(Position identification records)
.....

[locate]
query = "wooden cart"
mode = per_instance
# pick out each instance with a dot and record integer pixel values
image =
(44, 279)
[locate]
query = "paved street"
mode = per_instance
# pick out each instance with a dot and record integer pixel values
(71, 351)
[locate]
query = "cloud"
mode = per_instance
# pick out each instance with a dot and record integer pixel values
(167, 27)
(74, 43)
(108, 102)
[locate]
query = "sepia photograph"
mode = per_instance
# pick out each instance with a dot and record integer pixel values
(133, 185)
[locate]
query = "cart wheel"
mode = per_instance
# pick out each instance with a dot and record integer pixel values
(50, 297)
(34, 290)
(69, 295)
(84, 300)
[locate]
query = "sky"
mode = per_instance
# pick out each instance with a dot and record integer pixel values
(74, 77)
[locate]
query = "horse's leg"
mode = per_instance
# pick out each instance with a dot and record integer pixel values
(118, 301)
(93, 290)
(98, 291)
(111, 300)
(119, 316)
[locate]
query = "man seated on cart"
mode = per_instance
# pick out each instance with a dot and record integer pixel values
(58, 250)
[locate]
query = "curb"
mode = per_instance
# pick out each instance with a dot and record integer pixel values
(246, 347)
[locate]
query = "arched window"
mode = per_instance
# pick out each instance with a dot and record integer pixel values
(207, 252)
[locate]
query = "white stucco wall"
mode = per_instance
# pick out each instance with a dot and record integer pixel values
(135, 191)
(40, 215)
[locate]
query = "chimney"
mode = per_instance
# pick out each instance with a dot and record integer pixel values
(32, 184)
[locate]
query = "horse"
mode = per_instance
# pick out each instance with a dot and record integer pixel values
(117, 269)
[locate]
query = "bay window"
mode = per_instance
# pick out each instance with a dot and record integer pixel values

.....

Find each line in the rows above that contains the string "window", and copy every such line in full.

query = "arched window"
query = "bay window"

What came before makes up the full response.